Mainly about his parents

 

If Mary Arde(r)n(e) wasn't his mother, who was?

 

I have no idea, other than that she was John's second wife, and possibly (from names evidence) a daughter of Gilbert and Joan X and herself Joan. She might have been from Lancashire or Warwickshire, or anywhere else.

 

Is there any hope of identifying her?

 

From my point of view at the moment, not much. They must have married before 1557, which is too early for most surviving Parish Registers, and as a wife, she wouldn't have left a will. The main chance would come from a will naming John Shakespeare of Stratford as a son-in-law. As every document in Warwickshire mentioning Shakespeare seems to have been scoured thoroughly, there seems little hope there, although for the past two centuries everyone has assumed his first and only wife was Mary. Maybe a wider search will produce something - or not.

 

Who was John's first wife?

 

No idea, and I doubt if she will ever be identified, but reliable early reports and dates alone indicate that she existed.

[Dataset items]
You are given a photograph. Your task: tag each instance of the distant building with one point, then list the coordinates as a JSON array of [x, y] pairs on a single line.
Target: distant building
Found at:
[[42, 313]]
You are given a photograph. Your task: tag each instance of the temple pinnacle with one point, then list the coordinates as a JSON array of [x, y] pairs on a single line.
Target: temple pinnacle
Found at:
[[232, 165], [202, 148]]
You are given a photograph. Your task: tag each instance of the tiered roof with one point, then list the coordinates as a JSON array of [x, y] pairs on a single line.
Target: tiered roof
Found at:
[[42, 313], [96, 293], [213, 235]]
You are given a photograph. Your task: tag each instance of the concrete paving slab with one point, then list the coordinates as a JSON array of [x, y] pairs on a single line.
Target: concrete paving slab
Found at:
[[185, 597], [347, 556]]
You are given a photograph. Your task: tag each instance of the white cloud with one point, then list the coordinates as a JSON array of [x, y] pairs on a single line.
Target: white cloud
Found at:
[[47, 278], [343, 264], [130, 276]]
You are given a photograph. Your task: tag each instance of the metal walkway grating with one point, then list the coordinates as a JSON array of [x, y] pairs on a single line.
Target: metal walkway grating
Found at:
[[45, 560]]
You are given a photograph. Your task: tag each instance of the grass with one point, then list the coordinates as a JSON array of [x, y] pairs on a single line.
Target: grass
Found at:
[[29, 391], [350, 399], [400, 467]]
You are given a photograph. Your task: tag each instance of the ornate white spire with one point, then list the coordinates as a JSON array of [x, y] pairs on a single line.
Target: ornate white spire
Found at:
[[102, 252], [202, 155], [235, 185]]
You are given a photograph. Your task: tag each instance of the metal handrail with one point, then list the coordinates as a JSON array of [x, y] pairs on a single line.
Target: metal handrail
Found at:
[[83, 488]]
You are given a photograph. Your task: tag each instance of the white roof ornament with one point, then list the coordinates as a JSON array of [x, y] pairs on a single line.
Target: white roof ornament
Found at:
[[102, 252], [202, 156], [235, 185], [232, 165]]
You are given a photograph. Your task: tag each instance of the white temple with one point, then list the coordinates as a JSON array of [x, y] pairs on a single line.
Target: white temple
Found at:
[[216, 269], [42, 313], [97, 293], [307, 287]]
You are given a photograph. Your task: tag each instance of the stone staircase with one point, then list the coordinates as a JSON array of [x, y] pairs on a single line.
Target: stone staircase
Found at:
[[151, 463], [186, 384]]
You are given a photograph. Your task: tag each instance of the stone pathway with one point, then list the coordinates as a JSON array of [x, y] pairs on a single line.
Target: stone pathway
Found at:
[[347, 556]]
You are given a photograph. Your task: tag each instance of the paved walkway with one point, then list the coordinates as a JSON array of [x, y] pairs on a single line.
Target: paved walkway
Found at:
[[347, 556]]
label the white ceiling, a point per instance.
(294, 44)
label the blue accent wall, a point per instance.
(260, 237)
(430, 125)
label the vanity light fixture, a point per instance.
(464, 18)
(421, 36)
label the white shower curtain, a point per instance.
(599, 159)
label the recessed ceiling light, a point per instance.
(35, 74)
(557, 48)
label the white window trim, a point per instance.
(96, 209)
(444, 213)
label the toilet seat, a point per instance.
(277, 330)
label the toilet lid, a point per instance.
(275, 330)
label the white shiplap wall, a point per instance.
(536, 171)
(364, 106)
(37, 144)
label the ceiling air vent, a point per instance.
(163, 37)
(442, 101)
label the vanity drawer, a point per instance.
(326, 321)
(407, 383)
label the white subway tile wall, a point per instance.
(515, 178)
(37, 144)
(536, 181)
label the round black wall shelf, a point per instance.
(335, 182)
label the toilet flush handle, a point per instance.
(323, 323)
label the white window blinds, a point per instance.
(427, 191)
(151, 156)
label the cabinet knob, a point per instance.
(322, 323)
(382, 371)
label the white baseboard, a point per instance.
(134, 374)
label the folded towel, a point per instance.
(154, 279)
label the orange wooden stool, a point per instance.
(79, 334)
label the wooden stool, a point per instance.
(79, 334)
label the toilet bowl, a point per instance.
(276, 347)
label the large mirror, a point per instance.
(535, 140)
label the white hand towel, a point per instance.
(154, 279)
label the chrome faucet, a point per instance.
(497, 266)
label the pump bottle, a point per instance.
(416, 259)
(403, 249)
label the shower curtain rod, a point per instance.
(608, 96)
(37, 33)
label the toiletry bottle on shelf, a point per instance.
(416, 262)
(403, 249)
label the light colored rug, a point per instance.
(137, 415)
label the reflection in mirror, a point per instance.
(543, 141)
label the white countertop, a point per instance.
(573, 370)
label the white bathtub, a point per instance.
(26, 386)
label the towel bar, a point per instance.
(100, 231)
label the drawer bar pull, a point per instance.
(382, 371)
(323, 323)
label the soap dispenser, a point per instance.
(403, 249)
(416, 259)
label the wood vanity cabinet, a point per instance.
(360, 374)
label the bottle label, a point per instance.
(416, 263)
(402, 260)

▸ **The request**:
Continue the question-and-answer text above about John Shakespeare's wives, starting after its last answer.

▸ **Output of the task**:
If Mary was John's third wife, who was she married to before?

 

I have no idea, but the Greene alias Shakespeare family of Stratford provides the best clue for future research. Greenes in other places have been identified as potentially significant by Enos and Conlan.

 

How do you know she was John's third wife?

 

Because of all the following facts. I have no doubt that it will be disputed until all have been sifted through by others, but for me this is the only possible conclusion on the basis of the following:

 

(1) There was an early and reliable report from Stratford that John had three wives and eleven children (Malone, reported by Schoenbaum, 1987; Schoenbaum, by the way, got it wrong when he wrote that Malone had sorted out the problem. He hadn't - see French, who states explicitly that after all Malone's research in Stratford Parish Records and elsewhere, and pondering, he came to the conclusion that John indeed had three wives).

 

(2) There had already been another very reliable and independent report of a large family, this time ten children (Rowe in 1709). Two independent early reports of ten or eleven children, and my experience of early reports and traditions invariably turning out to contain the kernels of historical truth, led me to suspect that this might also have been true.

 

(3) The obviously persistent tradition of three wives lingered on in Stratford until the 19th century, whatever Shakespeare scholars might have decided in the meantime (see French when reporting on later claims for Shakespeare coats of arms).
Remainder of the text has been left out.